§ **Written instruction**
Print every entry exactly as written.

§ **Input data**

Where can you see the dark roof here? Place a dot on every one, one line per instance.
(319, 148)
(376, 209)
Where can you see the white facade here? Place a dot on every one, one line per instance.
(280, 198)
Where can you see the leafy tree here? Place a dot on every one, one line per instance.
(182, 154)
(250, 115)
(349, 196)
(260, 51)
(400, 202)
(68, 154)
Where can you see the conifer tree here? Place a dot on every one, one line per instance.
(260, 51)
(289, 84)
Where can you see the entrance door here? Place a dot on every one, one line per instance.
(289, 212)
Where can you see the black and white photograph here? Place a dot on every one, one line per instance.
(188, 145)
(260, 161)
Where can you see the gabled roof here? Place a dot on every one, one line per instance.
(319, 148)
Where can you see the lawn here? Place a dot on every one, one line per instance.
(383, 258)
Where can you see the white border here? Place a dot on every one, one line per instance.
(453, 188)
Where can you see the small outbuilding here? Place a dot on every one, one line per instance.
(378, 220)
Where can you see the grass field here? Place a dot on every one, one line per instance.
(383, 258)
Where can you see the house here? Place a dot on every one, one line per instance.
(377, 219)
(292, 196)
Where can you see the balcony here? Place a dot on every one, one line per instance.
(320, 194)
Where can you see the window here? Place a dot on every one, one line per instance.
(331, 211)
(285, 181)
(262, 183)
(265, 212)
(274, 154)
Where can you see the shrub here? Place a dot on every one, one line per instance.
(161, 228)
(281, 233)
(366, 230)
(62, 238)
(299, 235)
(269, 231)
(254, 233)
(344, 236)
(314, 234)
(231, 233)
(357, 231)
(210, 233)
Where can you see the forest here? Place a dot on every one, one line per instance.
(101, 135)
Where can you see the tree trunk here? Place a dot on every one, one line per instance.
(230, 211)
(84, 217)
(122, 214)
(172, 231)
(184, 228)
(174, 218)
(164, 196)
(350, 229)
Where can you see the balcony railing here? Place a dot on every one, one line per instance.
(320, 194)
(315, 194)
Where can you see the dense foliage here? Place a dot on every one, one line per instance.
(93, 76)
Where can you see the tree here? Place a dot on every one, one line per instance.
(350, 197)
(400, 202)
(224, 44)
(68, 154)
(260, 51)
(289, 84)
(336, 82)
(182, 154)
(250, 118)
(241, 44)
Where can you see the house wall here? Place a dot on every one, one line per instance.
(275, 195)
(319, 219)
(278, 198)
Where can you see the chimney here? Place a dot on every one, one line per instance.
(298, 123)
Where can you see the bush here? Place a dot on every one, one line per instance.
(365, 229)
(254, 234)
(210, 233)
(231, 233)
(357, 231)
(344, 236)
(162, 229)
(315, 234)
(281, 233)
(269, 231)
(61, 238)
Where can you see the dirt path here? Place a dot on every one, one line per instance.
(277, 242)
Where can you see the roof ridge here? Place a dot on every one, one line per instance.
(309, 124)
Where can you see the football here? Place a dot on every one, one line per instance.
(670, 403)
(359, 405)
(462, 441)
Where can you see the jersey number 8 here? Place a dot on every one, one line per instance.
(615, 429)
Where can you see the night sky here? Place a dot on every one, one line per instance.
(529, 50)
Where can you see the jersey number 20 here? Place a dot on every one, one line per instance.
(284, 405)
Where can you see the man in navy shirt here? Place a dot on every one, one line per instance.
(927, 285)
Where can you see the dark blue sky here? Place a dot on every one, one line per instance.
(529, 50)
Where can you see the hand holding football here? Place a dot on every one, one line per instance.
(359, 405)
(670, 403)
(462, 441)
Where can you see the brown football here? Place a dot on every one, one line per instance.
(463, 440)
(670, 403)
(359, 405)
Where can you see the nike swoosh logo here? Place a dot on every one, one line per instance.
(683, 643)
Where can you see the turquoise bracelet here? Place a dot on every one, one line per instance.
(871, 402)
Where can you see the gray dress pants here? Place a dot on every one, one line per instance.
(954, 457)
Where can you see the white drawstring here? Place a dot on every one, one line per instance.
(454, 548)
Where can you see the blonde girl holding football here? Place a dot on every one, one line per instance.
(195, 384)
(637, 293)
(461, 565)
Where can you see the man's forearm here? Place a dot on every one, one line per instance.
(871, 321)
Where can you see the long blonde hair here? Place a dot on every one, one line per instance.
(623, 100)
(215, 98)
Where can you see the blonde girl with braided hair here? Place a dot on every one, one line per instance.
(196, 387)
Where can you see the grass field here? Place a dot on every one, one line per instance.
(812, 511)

§ **Solution below**
Where can you see the dark roof here? Place a dot on every one, one line per instance.
(319, 148)
(376, 209)
Where can you see the white facade here? Place a dot on every one, one line per instance.
(280, 198)
Where can you see the leafy tree here? Place a dot on every one, one line per instance.
(182, 154)
(250, 115)
(349, 196)
(260, 51)
(400, 202)
(68, 154)
Where can you see the conifer tree here? Place a dot on every one, one line per instance.
(260, 51)
(289, 84)
Where can you see the entrance door here? Place a dot on every one, one line per instance.
(289, 212)
Where can you see the black and white photograph here? Place a dot on every one, one line per instance.
(188, 145)
(260, 161)
Where can you see the gabled roof here? Place a dot on every one, one line per instance.
(319, 148)
Where can you see the lawn here? Place a dot on every one, one line per instance.
(383, 258)
Where can you see the white border here? Place a dot on every one, one line per instance.
(453, 188)
Where can you see the small outbuilding here? Place a dot on every one, one line per instance.
(378, 220)
Where can you see the grass field here? Place a dot on every one, one line per instance.
(383, 258)
Where can you see the house here? Place a dot on every one, one line per instance.
(377, 219)
(292, 196)
Where can you see the balcony here? Place a dot on every one, one line per instance.
(320, 194)
Where can you see the window here? Place a dot on every one, one line per instance.
(331, 211)
(285, 181)
(262, 183)
(265, 212)
(274, 154)
Where can you see the shrub here? Place a dot on every one, one line per instance.
(161, 228)
(281, 233)
(366, 230)
(62, 238)
(299, 235)
(269, 231)
(254, 233)
(344, 236)
(314, 234)
(231, 233)
(357, 231)
(210, 233)
Where can you see the forest here? Place a dot on every one, one line per instance.
(101, 135)
Where can you see the tree trunk here? Place a dot on every one, one line per instance.
(230, 211)
(84, 217)
(122, 214)
(172, 231)
(184, 228)
(174, 218)
(164, 196)
(350, 229)
Where can you see the balcony railing here? Place a dot on every one, one line per instance.
(320, 194)
(315, 194)
Where can you see the dense foliage here? Place a dot on every one, one line per instance.
(93, 76)
Where can you see the tree here? Place a dot on every one, one line per instance.
(350, 197)
(400, 202)
(224, 44)
(68, 154)
(260, 51)
(289, 84)
(336, 82)
(182, 154)
(250, 118)
(241, 44)
Where can you see the house wall here? Place a dot on every one, one line per instance.
(275, 195)
(319, 219)
(278, 198)
Where can you see the chimney here? Place a dot on every one, one line per instance.
(298, 123)
Where can you see the bush here? Place a dot on every one, one line per instance.
(365, 229)
(254, 234)
(210, 233)
(231, 233)
(357, 231)
(344, 236)
(162, 229)
(315, 234)
(281, 233)
(269, 231)
(61, 238)
Where can you see the dirt path here? Place a dot on every one, one line per instance.
(277, 242)
Where can you see the roof ridge here? Place a dot on every one, one line per instance.
(309, 124)
Where can you see the football here? Place a dot on every one, one line per instance.
(670, 403)
(359, 405)
(462, 441)
Where can you see the jersey number 8 here? Place a dot on every one, one line per instance.
(615, 429)
Where can you see the night sky here? Place a dot on every one, one line per instance.
(529, 50)
Where can you see the jersey number 20 here? Place a dot on every one, one line per instance.
(284, 405)
Where can you see the man in navy shirt here? Place a dot on every one, one line per instance.
(927, 285)
Where can you see the dark blue sky here? Place a dot on every one, one line per instance.
(529, 50)
Where can you see the hand holding football here? Place a dot on every one, one line per instance.
(359, 405)
(670, 403)
(462, 441)
Where can you see the brown football here? Place a dot on every one, one line per instance.
(463, 440)
(670, 403)
(359, 405)
Where can you see the nike swoosh logo here? Place a dot on every one, one line per instance.
(683, 643)
Where can you see the turquoise bracelet here? Place a dot on every one, one line per instance.
(871, 402)
Where can you see the gray dress pants here? Place a dot on every one, one line per instance.
(954, 457)
Where can you see the white drawstring here? Place a dot on every one, one line per instance.
(454, 548)
Where can you see the blonde girl holding football here? Place a dot on every one, one line per instance.
(195, 384)
(637, 293)
(461, 565)
Where can you see the man's forearm here? Place a dot on every one, one line per instance.
(871, 321)
Where can you see the long blonde hair here? Place a dot on every one, one line per instance.
(623, 100)
(215, 98)
Where can you see the blonde girl with braided hair here? Place a dot on every one, one line per instance.
(196, 387)
Where can you see the grass field here? Place a dot on every one, one line per instance.
(812, 511)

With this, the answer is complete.